LISTA DE EXERCÍCIOS>
1. Como fica em inglês esta frase do artigo sobre a viagem a Brasília: "Conheci Belo Horizonte, cidade tímida, pequena, discreta como são os mineiros."?
2. Quem, segundo o artigo sobre a viagem a Brasília, acompanhou na Kombi a pessoa que escreve? Dê o nome completo de cada um.
3. Em que cidade o grupo parou para dormir durante a segunda etapa da viagem, de acordo com o artigo sobre a viagem a Brasília?

TEXTO APRESENTADO>
'''
Opinião

Artigo: Da minha janela

''A primeira visão de Brasília foi inesquecível. Um enorme canteiro de obras. Muita gente trabalhando. Formigueiro humano. Prédios diferentes, estranhos. Espaço aberto. As pessoas transmitiam confiança, determinação e esperança''

Correio Braziliense
postado em 14/04/2020 04:05
''A primeira visão de Brasília foi inesquecível. Um enorme canteiro de obras. Muita gente trabalhando. Formigueiro humano. Prédios diferentes, estranhos. Espaço aberto. As pessoas transmitiam confiança, determinação e esperança''O tempo passa e as circunstâncias se modificam. Viajei, de carro, do Rio para Brasília poucos dias antes do dia 21 de abril de 1960 numa Kombi, da primeira série produzida no Brasil. Éramos quatro naquela aventura. Meu pai, Sully Alves de Souza, que já vivia aqui em prédio recém-concluído na Superquadra 409 Sul, desde o ano anterior, Flávio Moreira, advogado e fazendeiro na ilha do Marajó, amigo da família, Hedyl Vale Junior, amigo e vizinho. A viagem durou três dias. 

A primeira etapa foi até Belo Horizonte. Tudo era novidade. A estrada para a capital mineira foi construída pelo governo do presidente Juscelino. Recém-inaugurada. Meus olhos de adolescente se arregalaram com a paisagem e a descoberta de um novo Brasil. A atual BR 040 era uma rodovia estreita, denominada União Indústria até Juiz de Fora. Daí para a frente era tudo novo. Conheci Belo Horizonte, cidade tímida, pequena, discreta como são os mineiros. Lembro de um jantar, magnífico na minha lembrança, na Cantina do Ângelo. Segundo o Google, ainda funciona. A cidade era bem arborizada.

A segunda etapa foi a descoberta do cerrado. A estrada era nova. Tudo novo. Asfalto, paisagem e pontes. Soldados guardavam algumas delas. O governo tinha receio de sabotagem. A Kombi avançou resfolegando pelo longo caminho. Paramos para dormir em Paracatu, onde desfrutamos de bom jantar no acolhedor Walsa Hotel (de Waldemar e Saul), que ainda existe. No terceiro dia, depois de mais umas quatro horas de viagem, chegamos a Brasília. Na altura de um posto de gasolina, que parece disco voador, perto da Candangolândia, passamos pelo pelotão de Fuzileiros Navais que veio do Rio de Janeiro em marcha forçada. A pé. Eles caminharam por quase um mês.
'''
DADOS REGISTRADOS>
'''
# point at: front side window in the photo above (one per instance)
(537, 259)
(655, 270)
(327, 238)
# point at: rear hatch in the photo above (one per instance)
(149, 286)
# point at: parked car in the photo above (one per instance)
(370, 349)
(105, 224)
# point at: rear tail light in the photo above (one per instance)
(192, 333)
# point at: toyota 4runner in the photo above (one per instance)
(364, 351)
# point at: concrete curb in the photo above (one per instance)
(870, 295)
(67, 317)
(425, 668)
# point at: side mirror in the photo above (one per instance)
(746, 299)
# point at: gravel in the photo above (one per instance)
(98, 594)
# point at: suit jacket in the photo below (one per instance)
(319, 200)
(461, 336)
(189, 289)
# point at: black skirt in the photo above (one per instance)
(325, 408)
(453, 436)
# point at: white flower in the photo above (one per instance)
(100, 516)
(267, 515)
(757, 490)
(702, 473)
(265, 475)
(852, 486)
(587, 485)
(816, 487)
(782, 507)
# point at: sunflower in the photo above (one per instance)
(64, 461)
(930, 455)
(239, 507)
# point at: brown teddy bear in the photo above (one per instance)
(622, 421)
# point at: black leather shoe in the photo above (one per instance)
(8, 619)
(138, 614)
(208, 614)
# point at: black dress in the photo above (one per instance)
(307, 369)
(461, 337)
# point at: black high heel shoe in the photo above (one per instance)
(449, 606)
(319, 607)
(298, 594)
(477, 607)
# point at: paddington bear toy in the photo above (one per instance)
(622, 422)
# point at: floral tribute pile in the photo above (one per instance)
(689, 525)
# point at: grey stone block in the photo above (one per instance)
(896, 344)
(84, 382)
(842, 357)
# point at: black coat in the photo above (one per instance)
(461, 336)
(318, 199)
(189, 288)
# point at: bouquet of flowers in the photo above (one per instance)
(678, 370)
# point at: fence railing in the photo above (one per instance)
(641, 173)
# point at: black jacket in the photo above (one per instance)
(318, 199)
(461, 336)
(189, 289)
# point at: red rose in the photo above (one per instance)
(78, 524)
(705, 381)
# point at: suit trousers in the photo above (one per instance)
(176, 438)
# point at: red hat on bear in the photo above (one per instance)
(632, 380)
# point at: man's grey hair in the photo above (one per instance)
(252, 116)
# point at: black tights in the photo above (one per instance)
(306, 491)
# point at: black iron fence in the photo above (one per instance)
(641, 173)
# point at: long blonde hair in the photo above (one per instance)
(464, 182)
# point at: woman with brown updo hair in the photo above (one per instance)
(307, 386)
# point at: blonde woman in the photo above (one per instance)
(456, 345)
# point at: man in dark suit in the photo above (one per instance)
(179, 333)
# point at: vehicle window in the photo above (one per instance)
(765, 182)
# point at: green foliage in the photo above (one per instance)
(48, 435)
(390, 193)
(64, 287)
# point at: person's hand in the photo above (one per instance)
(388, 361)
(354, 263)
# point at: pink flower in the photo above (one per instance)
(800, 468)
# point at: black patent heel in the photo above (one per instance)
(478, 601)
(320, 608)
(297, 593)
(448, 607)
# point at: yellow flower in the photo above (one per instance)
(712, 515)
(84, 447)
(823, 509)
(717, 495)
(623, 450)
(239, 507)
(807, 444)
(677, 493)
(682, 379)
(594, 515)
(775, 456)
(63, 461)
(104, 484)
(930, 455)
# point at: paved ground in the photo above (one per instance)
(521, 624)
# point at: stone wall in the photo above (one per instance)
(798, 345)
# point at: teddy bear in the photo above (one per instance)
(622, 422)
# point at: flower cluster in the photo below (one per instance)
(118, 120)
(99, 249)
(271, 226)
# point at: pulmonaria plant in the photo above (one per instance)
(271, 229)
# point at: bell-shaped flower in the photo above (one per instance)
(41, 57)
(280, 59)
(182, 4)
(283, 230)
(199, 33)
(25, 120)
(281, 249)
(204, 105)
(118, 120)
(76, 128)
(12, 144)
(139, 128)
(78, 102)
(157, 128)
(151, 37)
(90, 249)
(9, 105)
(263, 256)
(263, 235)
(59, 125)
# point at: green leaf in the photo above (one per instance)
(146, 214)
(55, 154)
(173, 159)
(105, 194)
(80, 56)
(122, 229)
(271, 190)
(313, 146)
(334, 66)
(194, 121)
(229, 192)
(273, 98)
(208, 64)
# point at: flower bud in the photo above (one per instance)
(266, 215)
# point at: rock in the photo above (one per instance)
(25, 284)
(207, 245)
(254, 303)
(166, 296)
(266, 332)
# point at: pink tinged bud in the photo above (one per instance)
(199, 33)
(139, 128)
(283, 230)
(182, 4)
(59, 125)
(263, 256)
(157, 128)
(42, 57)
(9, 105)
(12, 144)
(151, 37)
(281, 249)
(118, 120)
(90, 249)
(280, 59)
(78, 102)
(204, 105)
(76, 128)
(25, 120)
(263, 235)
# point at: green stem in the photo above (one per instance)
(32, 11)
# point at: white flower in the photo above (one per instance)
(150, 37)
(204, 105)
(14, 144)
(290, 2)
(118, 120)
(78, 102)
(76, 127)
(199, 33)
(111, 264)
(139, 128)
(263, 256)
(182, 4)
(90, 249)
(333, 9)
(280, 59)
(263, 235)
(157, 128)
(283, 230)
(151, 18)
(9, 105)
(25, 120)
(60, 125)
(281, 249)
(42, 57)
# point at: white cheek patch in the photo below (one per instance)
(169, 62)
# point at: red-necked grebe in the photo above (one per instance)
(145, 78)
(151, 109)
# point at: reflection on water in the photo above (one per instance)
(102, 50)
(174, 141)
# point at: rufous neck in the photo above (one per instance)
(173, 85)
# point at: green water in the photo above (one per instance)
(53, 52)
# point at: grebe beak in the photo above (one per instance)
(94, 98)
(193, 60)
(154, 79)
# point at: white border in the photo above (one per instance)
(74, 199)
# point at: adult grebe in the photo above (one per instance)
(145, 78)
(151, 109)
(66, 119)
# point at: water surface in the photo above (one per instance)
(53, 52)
'''
EXERCÍCIOS RESOLVIDOS>
1. I got to know Belo Horizonte, a shy, small city, discreet as the people of Minas Gerais are.

2. Sully Alves de Souza, Flávio Moreira e Hedyl Vale Junior.

3. Em Paracatu.